Extend the text on the Simon & Halbig doll company below, picking up after its final sentence.

- TEXT EXTRACT
....

Simon & Halbig was a doll manufacturer known for bisque doll heads with subtle colouring. They were based in Thuringia, the centre of the German doll industry. They supplied doll heads to many other well known doll makers. These are now collectables.

Description 
Bisque or biscuit porcelain is unglazed porcelain with a matte finish, giving it a realistic skin-like texture. It is usually tinted or painted a realistic skin color. The bisque head is attached to a body made of cloth or leather, or a jointed body made of wood, papier-mâché or composition, a mix of pulp, sawdust, glue and similar materials. Many, like Simon & Halbig,  came from the Thuringia region, which has natural deposits of the clay used to make the dolls.

Simon & Halbig was known for excellent sculpting of their doll heads, and the high quality of their bisque (porcelain).

....

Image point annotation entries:
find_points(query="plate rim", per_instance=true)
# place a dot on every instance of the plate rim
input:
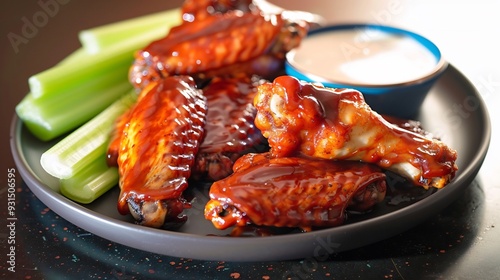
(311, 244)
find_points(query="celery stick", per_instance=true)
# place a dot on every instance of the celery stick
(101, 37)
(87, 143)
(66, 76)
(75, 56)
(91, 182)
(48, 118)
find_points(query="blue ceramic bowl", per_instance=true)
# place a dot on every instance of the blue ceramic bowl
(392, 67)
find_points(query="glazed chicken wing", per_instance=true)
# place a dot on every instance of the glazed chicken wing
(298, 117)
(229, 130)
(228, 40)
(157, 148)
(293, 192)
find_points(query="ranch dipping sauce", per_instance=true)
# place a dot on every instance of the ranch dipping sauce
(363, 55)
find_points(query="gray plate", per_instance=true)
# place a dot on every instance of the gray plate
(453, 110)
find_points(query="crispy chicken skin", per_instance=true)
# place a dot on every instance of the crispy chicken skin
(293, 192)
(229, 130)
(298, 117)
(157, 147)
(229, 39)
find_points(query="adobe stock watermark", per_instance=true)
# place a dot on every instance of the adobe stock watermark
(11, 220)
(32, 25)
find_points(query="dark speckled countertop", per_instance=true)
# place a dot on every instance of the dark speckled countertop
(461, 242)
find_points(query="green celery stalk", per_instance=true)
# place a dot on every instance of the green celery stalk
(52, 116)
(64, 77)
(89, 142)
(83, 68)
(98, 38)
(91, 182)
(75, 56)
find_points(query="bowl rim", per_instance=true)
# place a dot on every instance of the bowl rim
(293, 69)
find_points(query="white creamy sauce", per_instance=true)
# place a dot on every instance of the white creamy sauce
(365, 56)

....

- EXERCISE RESULT
German childlike dolls were predominantly produced between 1890 and 1930.

Examples of these dolls can be found in the Barry Elder collection in the Judges' Lodgings Museum, Lancaster

History
Simon & Halbig was founded in 1839 and began making dolls from 1869 in their two porcelain factories in Gräfenhain and Hildburghausen in Thuringia, Germany.

In 1902 they started a co-operation with Kämmer of Kämmer & Reinhardt in which Kämmer modelled heads and the firm produced them.  The heads of the dolls completed by Kämmer & Reinhardt, attached to bodies and legs of more durable composition, were stamped with the marks of both firms. In 1920, Simon & Halbig was bought by Kämmer & Reinhardt, who continued to produce dolls until 1932.  The factory became known as Keramisches Werk Gräfenhain.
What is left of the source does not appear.